■ PROBLEM REQUIREMENTS: Write the records out again without change. Leave the pictures behind.

■ SOURCE RECORDS:
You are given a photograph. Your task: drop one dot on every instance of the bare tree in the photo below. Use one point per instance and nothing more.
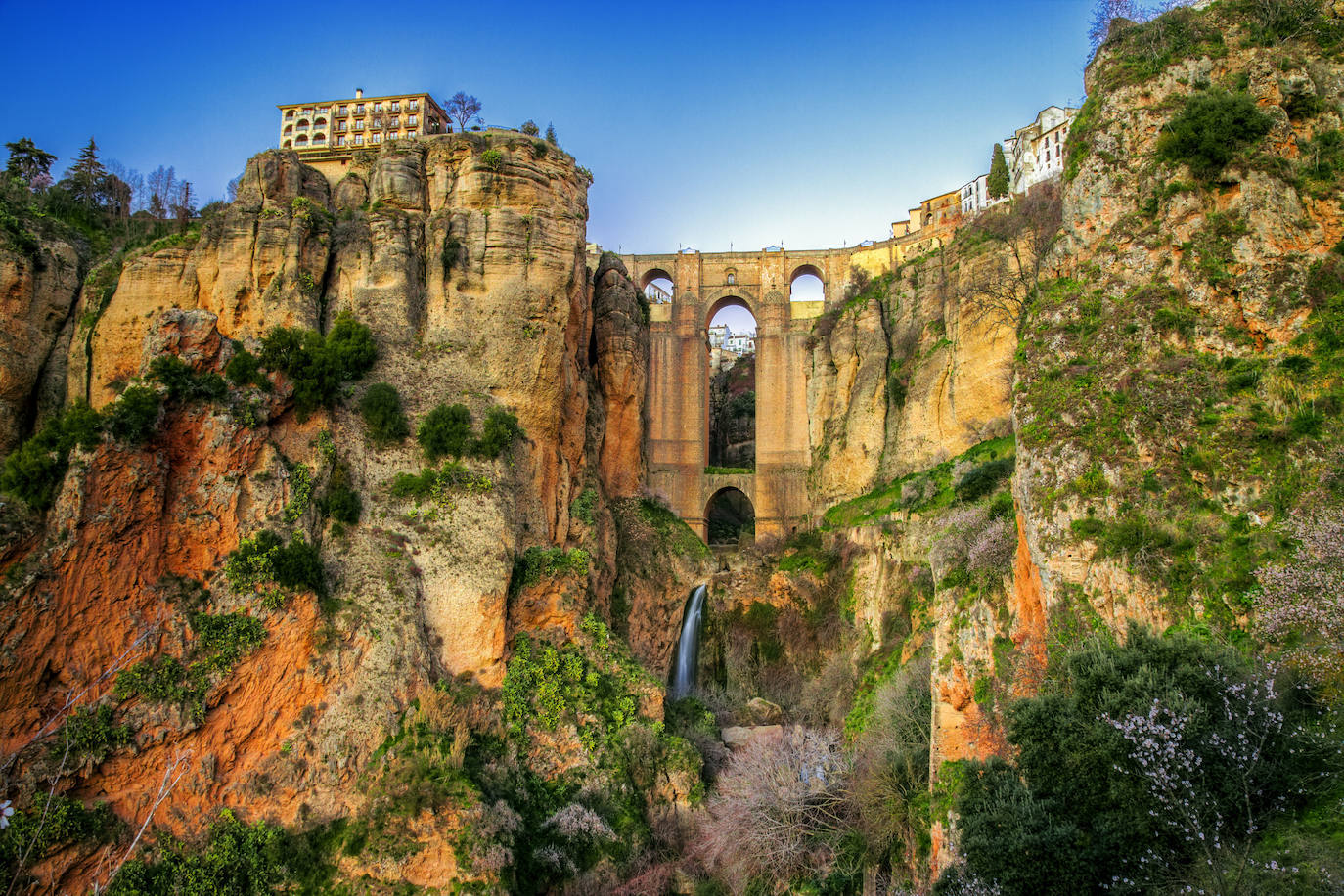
(463, 108)
(777, 799)
(161, 183)
(1105, 13)
(183, 205)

■ TASK SOLUTION:
You are given a photograph. Your task: drop one dot on every instance of the bare tree in the photo below. Use one point per instance and nothing more.
(463, 108)
(777, 799)
(161, 183)
(1105, 13)
(183, 205)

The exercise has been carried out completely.